### How to complete this task
Provide only the number of lines in the listing that contain the word "Target".

### Information supplied
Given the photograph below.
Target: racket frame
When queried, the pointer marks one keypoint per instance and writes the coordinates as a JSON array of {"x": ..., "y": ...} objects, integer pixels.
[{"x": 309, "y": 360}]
==
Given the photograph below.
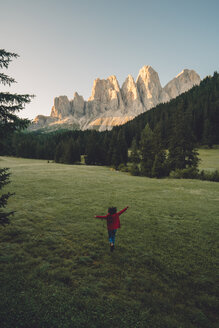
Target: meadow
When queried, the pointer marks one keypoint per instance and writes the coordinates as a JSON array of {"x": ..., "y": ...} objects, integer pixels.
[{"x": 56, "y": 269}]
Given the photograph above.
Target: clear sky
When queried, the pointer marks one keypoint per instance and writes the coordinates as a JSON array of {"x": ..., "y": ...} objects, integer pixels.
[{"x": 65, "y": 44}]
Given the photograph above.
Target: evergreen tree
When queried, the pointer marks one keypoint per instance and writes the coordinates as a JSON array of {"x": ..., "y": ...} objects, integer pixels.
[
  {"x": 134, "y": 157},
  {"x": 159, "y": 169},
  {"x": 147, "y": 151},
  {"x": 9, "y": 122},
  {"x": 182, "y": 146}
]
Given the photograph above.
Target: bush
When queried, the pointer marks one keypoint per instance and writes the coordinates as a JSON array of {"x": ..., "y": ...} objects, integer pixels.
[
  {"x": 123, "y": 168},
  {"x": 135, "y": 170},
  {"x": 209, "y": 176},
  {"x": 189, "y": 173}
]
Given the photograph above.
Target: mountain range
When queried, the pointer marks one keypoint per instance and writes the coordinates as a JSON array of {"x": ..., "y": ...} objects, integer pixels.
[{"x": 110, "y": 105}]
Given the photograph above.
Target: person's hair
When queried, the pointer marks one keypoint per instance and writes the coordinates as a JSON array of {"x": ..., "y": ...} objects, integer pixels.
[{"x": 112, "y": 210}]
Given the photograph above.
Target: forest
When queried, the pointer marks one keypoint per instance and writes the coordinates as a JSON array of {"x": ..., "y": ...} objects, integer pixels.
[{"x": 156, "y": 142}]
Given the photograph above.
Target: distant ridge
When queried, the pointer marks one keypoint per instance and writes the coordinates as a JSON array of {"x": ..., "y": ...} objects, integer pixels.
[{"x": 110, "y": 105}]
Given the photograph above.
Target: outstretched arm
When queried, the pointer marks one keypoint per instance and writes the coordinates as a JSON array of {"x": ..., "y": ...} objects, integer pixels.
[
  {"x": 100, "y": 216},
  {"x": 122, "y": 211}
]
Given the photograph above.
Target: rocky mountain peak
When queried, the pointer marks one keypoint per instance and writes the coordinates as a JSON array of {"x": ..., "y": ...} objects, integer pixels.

### Answer to the problem
11